> [What the exercise asks]
Your answer must be the full set of records, copied exactly, with no pictures in it.
##### Data to process #####
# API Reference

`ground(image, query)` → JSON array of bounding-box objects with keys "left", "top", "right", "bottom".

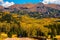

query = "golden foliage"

[{"left": 0, "top": 11, "right": 60, "bottom": 38}]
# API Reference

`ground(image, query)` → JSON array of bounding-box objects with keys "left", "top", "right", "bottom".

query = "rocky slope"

[
  {"left": 0, "top": 3, "right": 60, "bottom": 18},
  {"left": 0, "top": 3, "right": 60, "bottom": 12}
]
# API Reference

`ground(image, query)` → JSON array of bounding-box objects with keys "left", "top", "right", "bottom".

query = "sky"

[
  {"left": 4, "top": 0, "right": 42, "bottom": 4},
  {"left": 0, "top": 0, "right": 60, "bottom": 7}
]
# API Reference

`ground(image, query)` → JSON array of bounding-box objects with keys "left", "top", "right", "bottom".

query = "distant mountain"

[
  {"left": 0, "top": 3, "right": 60, "bottom": 18},
  {"left": 8, "top": 3, "right": 60, "bottom": 12},
  {"left": 0, "top": 3, "right": 60, "bottom": 12}
]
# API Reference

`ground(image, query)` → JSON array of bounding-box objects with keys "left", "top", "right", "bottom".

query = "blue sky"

[
  {"left": 0, "top": 0, "right": 60, "bottom": 7},
  {"left": 4, "top": 0, "right": 43, "bottom": 4}
]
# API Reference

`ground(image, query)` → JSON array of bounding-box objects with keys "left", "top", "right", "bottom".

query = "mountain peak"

[{"left": 0, "top": 3, "right": 60, "bottom": 12}]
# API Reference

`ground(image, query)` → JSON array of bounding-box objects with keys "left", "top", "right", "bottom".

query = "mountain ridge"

[{"left": 0, "top": 3, "right": 60, "bottom": 13}]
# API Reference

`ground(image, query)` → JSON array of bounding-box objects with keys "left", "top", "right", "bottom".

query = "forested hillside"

[
  {"left": 0, "top": 3, "right": 60, "bottom": 40},
  {"left": 0, "top": 11, "right": 60, "bottom": 39}
]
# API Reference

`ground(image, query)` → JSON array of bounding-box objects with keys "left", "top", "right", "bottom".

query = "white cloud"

[
  {"left": 0, "top": 0, "right": 15, "bottom": 7},
  {"left": 0, "top": 0, "right": 3, "bottom": 3},
  {"left": 42, "top": 0, "right": 60, "bottom": 4},
  {"left": 2, "top": 1, "right": 14, "bottom": 7}
]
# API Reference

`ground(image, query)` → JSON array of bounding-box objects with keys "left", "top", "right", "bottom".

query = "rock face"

[
  {"left": 0, "top": 3, "right": 60, "bottom": 12},
  {"left": 0, "top": 3, "right": 60, "bottom": 15}
]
#####
> [Solved exercise]
# API Reference

`ground(image, query)` → JSON array of bounding-box objects with keys "left", "top", "right", "bottom".


query = "golden foliage"

[{"left": 0, "top": 11, "right": 60, "bottom": 38}]
# API Reference

`ground(image, query)` → JSON array of bounding-box objects with keys "left", "top", "right", "bottom".

query = "rocky slope"

[
  {"left": 0, "top": 3, "right": 60, "bottom": 18},
  {"left": 0, "top": 3, "right": 60, "bottom": 12}
]
# API Reference

`ground(image, query)` → JSON array of bounding-box objects with keys "left", "top", "right", "bottom".

query = "sky"

[
  {"left": 4, "top": 0, "right": 42, "bottom": 4},
  {"left": 0, "top": 0, "right": 60, "bottom": 7}
]
# API Reference

`ground(image, query)` → JSON array of bounding-box objects with keys "left", "top", "right", "bottom".

query = "distant mountain"

[
  {"left": 0, "top": 3, "right": 60, "bottom": 18},
  {"left": 8, "top": 3, "right": 60, "bottom": 12},
  {"left": 0, "top": 3, "right": 60, "bottom": 12}
]
# API Reference

`ground(image, query)` → JSON array of bounding-box objects with keys "left", "top", "right", "bottom".

query = "blue sky"

[
  {"left": 0, "top": 0, "right": 60, "bottom": 7},
  {"left": 4, "top": 0, "right": 43, "bottom": 4}
]
# API Reference

`ground(image, query)` → JSON array of bounding-box objects with keys "left", "top", "right", "bottom".

query = "mountain peak"

[{"left": 0, "top": 3, "right": 60, "bottom": 12}]
# API Reference

`ground(image, query)` → JSON array of bounding-box objects with keys "left", "top", "right", "bottom".

query = "mountain ridge"

[{"left": 0, "top": 3, "right": 60, "bottom": 13}]
# API Reference

`ground(image, query)` → JSON array of bounding-box objects with keys "left", "top", "right", "bottom".

query = "forested hillside"

[
  {"left": 0, "top": 3, "right": 60, "bottom": 40},
  {"left": 0, "top": 11, "right": 60, "bottom": 39}
]
# API Reference

`ground(image, query)` → JSON array of bounding-box objects with keys "left", "top", "right", "bottom".

query = "white cloud"

[
  {"left": 0, "top": 0, "right": 15, "bottom": 7},
  {"left": 0, "top": 0, "right": 3, "bottom": 3},
  {"left": 42, "top": 0, "right": 60, "bottom": 4},
  {"left": 2, "top": 1, "right": 14, "bottom": 7}
]
# API Reference

`ground(image, query)` → JSON array of bounding-box objects with keys "left", "top", "right", "bottom".

query = "rock face"

[
  {"left": 0, "top": 3, "right": 60, "bottom": 12},
  {"left": 0, "top": 3, "right": 60, "bottom": 15}
]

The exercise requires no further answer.